_Aim of the task:_ List each line of the entries below that contains the string "Target". Case counts.

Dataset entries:

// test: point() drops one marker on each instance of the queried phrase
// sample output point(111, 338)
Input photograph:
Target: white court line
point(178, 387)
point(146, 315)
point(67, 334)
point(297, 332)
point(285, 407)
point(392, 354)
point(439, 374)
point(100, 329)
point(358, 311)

==

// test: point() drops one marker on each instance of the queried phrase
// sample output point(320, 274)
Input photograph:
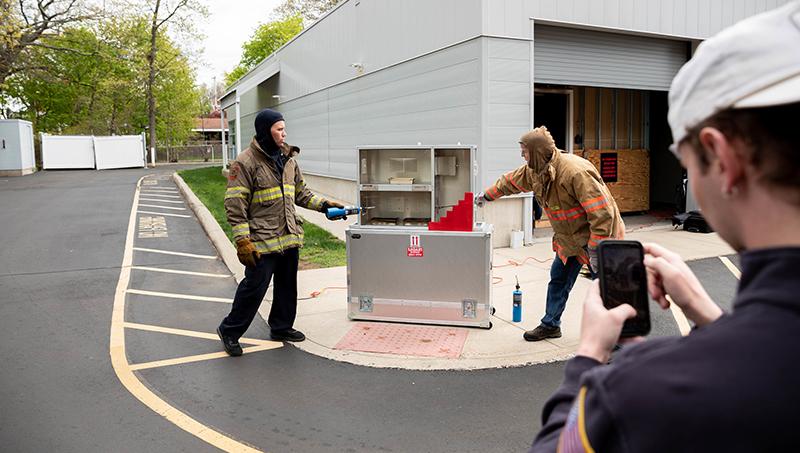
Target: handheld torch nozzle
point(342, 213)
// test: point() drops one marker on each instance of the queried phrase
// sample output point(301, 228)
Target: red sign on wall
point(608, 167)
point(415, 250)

_Exercise solution:_
Target: white court line
Target: handheld torch nozzle
Target: red sign on wall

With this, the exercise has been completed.